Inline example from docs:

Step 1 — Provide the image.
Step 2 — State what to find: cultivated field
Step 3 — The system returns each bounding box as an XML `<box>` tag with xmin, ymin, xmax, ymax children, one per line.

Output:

########

Task statement:
Revise the listing by changing "cultivated field" to "plowed field", and write out every line again with nothing else altered.

The response:
Inline example from docs:

Step 1 — Provide the image.
Step 2 — State what to find: plowed field
Step 3 — The system returns each bounding box as an XML `<box>` tag with xmin, ymin, xmax, ymax children, one per line.

Output:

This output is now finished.